* **ASSIGNMENT**
The line containing "the man in black puffer jacket" marks the start; repeat it and every following line exactly through the end of the entries.
· · ·
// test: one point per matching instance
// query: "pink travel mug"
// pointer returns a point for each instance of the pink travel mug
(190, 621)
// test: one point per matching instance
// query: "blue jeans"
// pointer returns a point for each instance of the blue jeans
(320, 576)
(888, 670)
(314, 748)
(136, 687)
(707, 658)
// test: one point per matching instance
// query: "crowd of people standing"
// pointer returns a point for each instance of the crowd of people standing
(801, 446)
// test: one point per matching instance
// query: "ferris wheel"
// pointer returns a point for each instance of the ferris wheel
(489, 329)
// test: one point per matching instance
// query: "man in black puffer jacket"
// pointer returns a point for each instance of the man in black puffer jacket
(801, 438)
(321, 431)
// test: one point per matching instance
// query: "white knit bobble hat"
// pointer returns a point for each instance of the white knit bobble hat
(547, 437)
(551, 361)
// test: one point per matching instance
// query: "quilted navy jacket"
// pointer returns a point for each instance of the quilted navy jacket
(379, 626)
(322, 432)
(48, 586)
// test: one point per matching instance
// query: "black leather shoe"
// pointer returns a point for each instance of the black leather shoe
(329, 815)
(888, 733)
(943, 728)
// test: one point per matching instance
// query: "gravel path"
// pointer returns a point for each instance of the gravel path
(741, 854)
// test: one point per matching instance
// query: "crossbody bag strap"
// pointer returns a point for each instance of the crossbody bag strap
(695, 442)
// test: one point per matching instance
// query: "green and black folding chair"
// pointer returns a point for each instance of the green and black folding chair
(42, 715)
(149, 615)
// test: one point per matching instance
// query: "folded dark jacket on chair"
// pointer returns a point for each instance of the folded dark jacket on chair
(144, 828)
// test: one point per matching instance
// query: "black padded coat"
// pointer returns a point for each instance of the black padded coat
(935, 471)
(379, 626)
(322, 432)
· · ·
* **RESPONSE TO THIS TASK**
// pointer returns a point for each instance of the man in black puffer jacket
(801, 438)
(321, 431)
// test: one point per matching instance
// query: "white knit bobble hat"
// pointer returns a point for each instance of the white knit bobble hat
(547, 437)
(551, 361)
// test: one point per matching instance
// query: "quilted navy jacket"
// pointer returns a point for each instance of the quilted navy jacket
(379, 626)
(322, 432)
(48, 586)
// test: one point per matching instance
// query: "black leather shoe"
// pointer returns a point for each instance of the black leather shoe
(329, 815)
(888, 733)
(943, 728)
// test: one point per matching instance
// query: "gravel path"
// pointer returns a point for each instance of the gravel path
(741, 854)
// test: one point per matching instance
// query: "crossbody bag strap"
// pointer returns a point for each instance of the crossbody bag strap
(695, 442)
// test: one point per matching instance
// query: "green and black folding chair"
// pointer returns a point for each instance of the green and black folding chair
(42, 715)
(149, 615)
// test: one point per matching instance
// query: "folded dark jacket on chair"
// pointer returns a point for each instance of the folded dark jacket on chair
(144, 828)
// test: one point per matching instance
// query: "black padded coat"
// pointer returns a point for each instance of the black padded coat
(935, 471)
(379, 626)
(322, 432)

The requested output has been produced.